Set down exactly the lines from the first line of the records through the line that contains "Then point out every instance of the iceberg with", and leave every picture out.

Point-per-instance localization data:
= Beginning of Section =

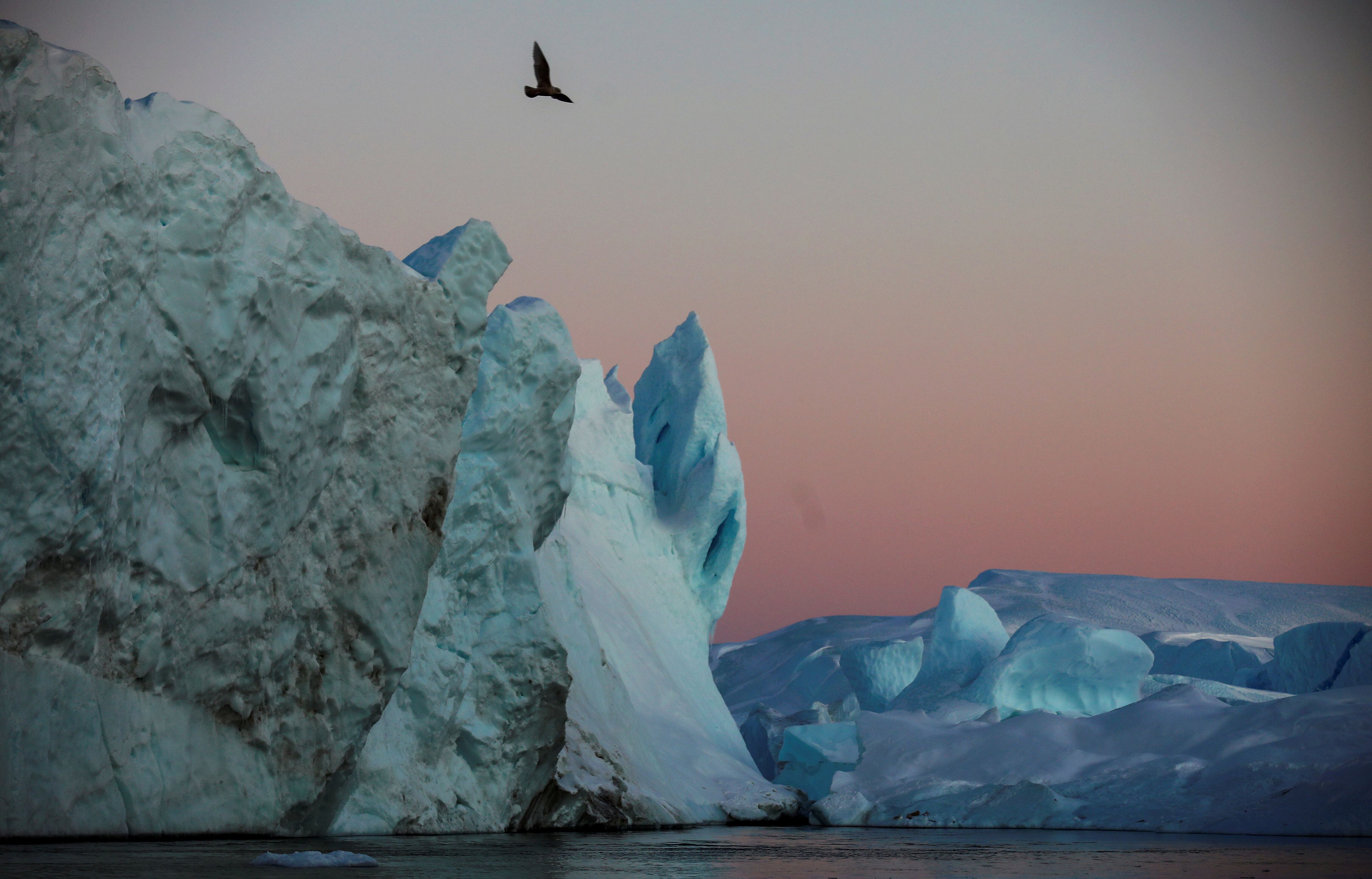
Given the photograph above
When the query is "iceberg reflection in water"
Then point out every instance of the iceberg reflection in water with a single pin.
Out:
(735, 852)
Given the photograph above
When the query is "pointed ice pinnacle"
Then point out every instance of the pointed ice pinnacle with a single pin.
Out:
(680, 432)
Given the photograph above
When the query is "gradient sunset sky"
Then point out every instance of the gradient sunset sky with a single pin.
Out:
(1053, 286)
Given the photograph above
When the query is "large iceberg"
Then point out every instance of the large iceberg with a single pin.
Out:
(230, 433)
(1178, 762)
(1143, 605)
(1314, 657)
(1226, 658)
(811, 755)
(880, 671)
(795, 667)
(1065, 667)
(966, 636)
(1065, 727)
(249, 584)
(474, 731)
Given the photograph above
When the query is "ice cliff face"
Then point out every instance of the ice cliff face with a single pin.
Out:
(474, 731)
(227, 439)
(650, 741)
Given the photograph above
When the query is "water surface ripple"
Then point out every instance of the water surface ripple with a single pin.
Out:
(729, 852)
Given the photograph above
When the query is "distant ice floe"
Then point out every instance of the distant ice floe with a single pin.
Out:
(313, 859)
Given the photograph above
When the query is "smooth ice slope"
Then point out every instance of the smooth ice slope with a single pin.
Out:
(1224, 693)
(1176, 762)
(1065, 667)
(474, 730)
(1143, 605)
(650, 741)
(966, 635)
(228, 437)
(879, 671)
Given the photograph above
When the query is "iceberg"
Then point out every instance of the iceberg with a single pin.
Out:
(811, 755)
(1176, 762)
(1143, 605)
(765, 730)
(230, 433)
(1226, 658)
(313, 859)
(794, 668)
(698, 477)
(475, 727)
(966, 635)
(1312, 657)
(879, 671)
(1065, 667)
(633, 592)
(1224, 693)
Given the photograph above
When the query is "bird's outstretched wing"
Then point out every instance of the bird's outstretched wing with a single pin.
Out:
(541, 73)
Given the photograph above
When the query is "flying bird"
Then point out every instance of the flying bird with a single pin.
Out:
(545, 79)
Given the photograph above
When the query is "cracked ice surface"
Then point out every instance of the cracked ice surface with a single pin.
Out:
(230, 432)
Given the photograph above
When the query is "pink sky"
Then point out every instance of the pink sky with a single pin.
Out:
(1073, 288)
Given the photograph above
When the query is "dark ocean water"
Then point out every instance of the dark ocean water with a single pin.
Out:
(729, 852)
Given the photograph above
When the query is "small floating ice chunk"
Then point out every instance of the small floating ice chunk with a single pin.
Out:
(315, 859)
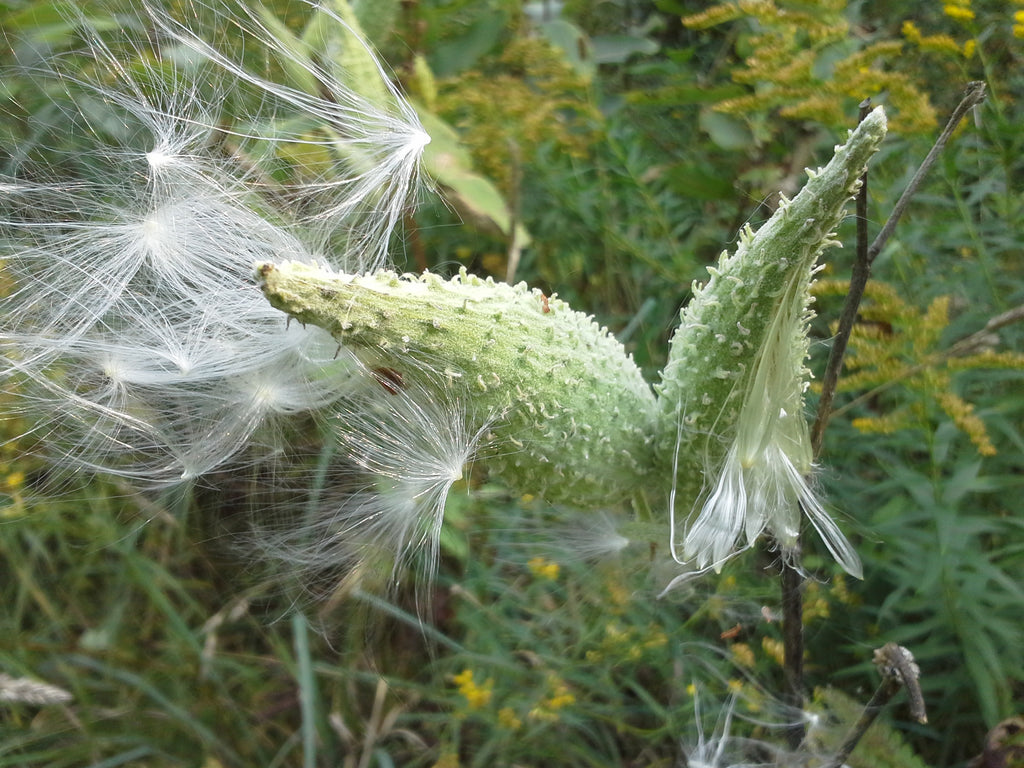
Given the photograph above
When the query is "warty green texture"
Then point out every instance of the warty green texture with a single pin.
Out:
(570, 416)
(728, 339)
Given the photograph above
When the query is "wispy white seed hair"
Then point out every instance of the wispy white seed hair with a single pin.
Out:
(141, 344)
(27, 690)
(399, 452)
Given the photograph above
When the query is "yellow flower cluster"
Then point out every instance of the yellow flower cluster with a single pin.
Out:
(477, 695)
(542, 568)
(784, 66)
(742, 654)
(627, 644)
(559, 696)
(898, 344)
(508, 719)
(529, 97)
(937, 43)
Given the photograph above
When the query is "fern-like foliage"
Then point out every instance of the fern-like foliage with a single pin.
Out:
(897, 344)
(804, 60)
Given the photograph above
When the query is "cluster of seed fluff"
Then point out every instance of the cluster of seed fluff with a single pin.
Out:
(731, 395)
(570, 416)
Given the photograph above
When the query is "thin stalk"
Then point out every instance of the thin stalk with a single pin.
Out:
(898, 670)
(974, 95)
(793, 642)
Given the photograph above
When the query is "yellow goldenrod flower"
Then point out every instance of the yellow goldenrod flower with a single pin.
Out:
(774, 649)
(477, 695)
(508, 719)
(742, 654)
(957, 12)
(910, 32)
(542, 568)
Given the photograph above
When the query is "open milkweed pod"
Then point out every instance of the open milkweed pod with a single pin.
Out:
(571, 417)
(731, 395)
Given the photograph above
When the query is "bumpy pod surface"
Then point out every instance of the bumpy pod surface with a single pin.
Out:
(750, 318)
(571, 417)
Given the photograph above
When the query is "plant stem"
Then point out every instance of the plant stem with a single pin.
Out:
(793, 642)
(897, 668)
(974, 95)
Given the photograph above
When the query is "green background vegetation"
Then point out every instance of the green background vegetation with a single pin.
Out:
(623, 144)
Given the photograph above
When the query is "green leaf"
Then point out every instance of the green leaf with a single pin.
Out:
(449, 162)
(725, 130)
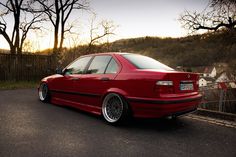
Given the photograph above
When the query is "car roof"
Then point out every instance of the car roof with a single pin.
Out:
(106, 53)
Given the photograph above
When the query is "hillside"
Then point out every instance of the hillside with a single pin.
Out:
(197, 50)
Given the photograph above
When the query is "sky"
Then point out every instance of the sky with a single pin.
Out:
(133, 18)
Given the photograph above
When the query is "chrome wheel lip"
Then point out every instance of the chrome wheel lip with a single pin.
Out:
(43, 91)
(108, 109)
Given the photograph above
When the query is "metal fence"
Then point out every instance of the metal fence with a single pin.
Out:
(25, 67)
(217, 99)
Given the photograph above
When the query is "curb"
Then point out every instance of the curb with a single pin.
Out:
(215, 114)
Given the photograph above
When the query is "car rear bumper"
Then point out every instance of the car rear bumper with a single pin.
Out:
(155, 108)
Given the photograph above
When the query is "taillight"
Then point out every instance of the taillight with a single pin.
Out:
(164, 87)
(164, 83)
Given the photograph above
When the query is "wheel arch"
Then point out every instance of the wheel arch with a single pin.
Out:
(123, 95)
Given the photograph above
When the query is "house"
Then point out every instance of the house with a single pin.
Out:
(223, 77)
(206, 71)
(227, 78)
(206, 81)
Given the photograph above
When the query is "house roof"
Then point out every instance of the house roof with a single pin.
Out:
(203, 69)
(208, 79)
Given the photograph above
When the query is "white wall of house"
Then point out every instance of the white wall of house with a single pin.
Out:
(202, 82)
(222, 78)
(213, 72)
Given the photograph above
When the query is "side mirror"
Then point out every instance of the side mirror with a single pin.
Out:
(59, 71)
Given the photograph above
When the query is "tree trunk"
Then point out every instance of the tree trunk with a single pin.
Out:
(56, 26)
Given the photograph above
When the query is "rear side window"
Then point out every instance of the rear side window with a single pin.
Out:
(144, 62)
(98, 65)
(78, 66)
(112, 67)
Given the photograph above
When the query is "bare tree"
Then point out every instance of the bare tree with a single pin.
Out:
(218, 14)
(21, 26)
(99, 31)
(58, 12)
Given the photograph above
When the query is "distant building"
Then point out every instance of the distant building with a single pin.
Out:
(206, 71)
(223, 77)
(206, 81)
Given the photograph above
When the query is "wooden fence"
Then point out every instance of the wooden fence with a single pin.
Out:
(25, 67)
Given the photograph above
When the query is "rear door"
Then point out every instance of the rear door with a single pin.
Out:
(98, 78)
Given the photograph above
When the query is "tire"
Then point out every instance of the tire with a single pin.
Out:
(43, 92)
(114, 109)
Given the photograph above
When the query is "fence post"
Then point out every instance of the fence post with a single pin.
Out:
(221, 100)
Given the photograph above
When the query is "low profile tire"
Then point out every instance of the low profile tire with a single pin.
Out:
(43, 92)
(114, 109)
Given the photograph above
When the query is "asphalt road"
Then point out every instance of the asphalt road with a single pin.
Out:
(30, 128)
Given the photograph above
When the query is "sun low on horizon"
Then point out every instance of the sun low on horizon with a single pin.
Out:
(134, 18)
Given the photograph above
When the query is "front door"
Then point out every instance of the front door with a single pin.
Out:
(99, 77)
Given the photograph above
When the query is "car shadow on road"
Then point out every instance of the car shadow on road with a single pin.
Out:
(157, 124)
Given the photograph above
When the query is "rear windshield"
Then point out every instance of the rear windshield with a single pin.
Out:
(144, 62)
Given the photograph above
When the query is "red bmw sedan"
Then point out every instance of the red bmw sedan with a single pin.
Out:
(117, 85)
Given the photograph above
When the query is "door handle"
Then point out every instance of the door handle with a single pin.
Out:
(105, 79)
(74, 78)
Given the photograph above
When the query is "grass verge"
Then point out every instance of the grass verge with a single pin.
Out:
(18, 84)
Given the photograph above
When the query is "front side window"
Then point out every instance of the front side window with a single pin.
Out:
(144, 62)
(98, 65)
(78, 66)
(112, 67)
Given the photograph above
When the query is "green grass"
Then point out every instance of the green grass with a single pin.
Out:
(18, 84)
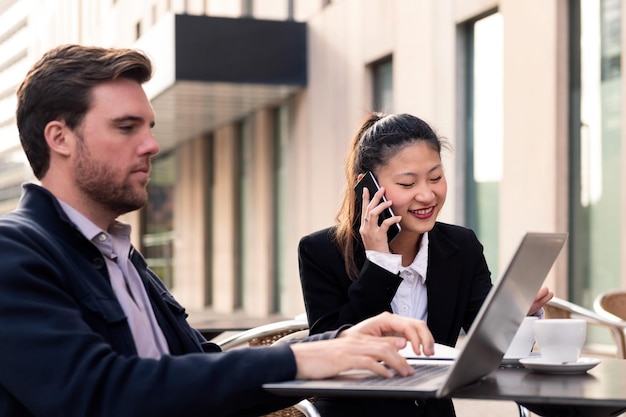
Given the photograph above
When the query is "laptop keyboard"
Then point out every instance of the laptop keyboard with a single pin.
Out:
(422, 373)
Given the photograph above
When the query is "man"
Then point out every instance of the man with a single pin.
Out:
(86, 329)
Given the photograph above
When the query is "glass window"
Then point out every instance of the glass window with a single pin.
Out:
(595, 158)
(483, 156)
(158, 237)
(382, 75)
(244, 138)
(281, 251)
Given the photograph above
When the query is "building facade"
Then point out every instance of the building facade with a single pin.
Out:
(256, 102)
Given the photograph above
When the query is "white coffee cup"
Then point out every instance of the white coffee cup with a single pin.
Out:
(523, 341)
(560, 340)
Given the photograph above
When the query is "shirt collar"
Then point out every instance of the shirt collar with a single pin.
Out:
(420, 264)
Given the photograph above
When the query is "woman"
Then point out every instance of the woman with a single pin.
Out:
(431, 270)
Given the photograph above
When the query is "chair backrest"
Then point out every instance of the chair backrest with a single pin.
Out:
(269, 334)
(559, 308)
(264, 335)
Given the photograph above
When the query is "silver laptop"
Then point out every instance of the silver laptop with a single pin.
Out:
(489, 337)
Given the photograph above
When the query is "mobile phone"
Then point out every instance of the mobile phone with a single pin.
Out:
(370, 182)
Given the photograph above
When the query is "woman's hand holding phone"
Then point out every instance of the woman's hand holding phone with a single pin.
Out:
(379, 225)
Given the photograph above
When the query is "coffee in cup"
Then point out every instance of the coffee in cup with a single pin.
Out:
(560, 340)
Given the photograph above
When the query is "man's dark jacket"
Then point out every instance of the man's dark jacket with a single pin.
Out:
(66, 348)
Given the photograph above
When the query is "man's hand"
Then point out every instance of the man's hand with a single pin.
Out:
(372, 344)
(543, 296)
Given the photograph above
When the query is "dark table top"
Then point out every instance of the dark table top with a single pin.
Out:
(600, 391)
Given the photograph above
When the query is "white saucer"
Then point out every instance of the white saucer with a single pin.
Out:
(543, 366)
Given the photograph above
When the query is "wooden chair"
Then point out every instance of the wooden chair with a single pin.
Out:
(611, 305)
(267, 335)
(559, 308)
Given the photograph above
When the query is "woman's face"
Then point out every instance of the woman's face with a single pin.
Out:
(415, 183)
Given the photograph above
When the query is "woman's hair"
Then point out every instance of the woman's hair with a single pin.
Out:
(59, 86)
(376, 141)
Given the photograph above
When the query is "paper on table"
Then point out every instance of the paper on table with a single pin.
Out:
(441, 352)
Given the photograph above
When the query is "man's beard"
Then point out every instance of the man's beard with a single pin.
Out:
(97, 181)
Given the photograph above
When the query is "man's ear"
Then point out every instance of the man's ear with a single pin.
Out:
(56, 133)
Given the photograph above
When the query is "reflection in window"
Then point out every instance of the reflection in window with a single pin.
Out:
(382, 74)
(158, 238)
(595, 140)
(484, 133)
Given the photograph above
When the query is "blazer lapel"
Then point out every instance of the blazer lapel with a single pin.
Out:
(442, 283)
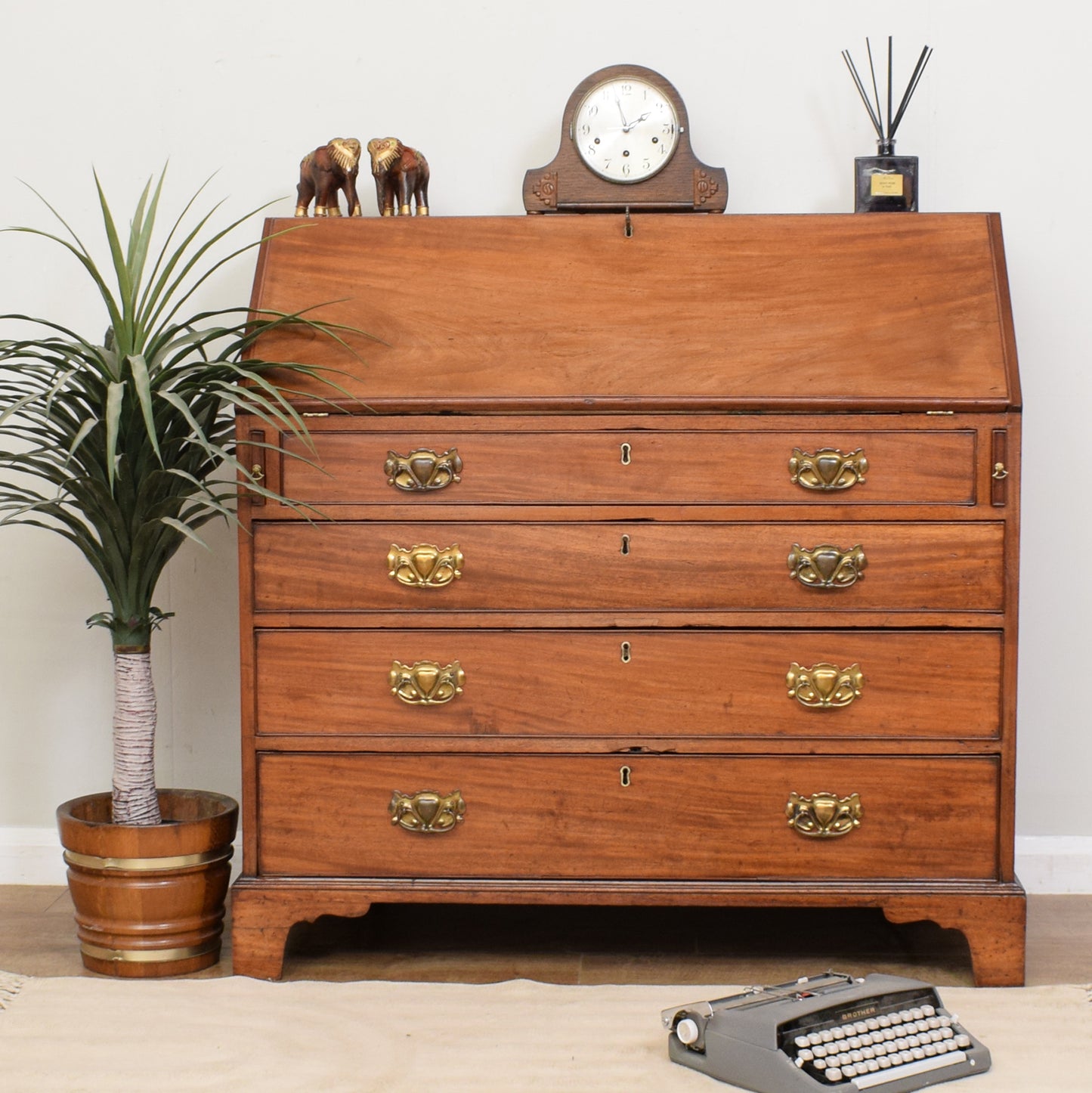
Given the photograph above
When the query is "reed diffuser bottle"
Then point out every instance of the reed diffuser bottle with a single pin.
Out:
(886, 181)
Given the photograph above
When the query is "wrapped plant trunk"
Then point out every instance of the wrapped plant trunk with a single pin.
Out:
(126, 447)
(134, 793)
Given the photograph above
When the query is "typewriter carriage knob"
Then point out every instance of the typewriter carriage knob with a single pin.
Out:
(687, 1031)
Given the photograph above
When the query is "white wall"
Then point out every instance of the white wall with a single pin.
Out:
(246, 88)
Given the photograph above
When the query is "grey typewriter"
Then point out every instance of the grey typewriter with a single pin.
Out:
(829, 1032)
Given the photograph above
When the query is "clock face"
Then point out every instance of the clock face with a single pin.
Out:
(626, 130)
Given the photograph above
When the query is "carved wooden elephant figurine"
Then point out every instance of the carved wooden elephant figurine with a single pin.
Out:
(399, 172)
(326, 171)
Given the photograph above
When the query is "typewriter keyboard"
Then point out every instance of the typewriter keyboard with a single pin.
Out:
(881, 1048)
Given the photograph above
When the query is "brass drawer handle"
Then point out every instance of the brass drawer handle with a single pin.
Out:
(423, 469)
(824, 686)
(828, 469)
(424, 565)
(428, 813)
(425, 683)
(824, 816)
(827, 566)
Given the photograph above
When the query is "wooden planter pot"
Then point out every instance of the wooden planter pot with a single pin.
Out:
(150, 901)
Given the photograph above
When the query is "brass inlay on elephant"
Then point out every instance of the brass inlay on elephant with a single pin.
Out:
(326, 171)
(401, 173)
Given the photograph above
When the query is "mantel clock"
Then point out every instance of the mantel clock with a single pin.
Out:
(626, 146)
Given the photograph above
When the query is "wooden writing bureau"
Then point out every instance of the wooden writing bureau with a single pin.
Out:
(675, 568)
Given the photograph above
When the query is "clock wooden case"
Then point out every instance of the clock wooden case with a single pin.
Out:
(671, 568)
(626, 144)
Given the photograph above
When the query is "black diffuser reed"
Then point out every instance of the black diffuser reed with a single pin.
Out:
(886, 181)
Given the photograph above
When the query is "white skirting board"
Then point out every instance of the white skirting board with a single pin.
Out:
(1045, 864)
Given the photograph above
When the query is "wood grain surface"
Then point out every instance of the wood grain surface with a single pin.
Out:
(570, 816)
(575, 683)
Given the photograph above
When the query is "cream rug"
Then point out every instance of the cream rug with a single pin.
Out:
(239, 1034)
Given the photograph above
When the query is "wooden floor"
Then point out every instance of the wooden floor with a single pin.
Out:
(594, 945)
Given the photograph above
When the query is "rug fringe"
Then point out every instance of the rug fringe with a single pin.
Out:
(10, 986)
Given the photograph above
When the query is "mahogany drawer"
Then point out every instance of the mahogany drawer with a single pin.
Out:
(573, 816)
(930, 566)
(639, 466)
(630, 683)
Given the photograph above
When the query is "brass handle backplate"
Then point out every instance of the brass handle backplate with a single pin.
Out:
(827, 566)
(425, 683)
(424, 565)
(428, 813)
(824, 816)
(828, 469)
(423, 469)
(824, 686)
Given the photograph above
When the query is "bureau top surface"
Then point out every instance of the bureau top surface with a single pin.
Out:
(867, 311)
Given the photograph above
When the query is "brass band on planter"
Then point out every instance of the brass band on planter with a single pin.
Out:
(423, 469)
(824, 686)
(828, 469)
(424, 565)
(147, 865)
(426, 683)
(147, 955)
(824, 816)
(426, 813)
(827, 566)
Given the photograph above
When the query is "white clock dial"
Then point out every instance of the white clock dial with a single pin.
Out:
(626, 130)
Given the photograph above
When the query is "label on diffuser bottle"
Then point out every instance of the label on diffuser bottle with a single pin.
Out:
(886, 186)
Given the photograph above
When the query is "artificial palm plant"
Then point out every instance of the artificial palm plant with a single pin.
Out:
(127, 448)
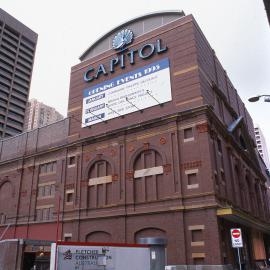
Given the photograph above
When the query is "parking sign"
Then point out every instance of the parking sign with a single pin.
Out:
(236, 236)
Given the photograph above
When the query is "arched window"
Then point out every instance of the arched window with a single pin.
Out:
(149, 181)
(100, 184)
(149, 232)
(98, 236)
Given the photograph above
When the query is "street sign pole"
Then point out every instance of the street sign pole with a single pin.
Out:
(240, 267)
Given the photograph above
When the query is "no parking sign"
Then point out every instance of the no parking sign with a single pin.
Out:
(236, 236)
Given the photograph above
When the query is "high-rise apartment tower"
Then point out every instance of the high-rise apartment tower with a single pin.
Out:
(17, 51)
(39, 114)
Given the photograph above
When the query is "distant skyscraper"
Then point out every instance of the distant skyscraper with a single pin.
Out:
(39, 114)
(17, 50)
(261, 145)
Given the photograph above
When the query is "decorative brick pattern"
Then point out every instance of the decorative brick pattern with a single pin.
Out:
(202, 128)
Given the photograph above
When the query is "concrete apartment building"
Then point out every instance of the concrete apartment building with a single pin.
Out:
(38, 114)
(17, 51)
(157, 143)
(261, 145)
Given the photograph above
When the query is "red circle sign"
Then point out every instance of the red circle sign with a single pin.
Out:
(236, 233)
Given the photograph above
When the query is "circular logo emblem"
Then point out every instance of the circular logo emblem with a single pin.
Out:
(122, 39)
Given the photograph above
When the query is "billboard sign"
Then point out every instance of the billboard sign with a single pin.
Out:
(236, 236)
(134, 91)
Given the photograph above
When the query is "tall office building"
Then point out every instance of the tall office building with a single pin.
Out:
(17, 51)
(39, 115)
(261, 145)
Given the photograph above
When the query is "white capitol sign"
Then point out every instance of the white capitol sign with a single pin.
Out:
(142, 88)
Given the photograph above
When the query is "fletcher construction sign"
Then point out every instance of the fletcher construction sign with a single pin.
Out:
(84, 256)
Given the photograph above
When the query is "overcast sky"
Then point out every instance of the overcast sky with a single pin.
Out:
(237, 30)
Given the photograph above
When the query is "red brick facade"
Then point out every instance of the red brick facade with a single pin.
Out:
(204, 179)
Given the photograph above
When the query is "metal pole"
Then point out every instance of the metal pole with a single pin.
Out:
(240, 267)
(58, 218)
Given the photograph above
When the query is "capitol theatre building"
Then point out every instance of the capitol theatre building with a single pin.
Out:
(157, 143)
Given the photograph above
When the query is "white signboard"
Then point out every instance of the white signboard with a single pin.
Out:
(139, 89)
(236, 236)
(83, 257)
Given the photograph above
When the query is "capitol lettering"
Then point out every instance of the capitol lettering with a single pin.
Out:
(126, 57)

= End of Section =

** Task output **
Given the photograph above
When the query is "iceberg reflection in water"
Then point out every instance of the iceberg reflection in water with a single pin.
Out:
(735, 852)
Given the photograph above
When the query is "pointed ice pinnacle"
Then point out every instance of the pointed ice pinnacle with a single pin.
Out:
(680, 432)
Given the photograph above
When the query is "gradient sunset sky"
Then point out every instance of the gradient sunset sky with a single pin.
Out:
(1053, 286)
Given the photograph above
When the query is "large iceberg"
Then point out every instance of the large iceberg with a single pin.
Out:
(230, 433)
(1178, 762)
(1143, 605)
(1314, 657)
(1226, 658)
(811, 755)
(880, 671)
(795, 667)
(1065, 667)
(966, 636)
(1065, 727)
(249, 584)
(474, 731)
Given the photograph above
When the query is "ice cliff face"
Then point out every instance of the ice cliff face with a single pin.
Out:
(474, 731)
(227, 439)
(650, 741)
Given the photograph above
When the query is "water surface ripple"
Then point out every instance of the water surface ripple with a single pin.
Out:
(729, 852)
Given the photograph above
When the query is "distant ice floe"
Then point out every instance of the distant ice floe with a single pin.
Out:
(313, 859)
Given the photograph above
When the query is "smooth ice slope"
Then point out every instance of the smooth ice slope with a single pin.
Out:
(1224, 693)
(1176, 762)
(1065, 667)
(474, 730)
(1143, 605)
(650, 741)
(966, 635)
(228, 437)
(879, 671)
Given the photograph above
When the query is "iceberg"
Then point out every instance of the iceberg with a single pin.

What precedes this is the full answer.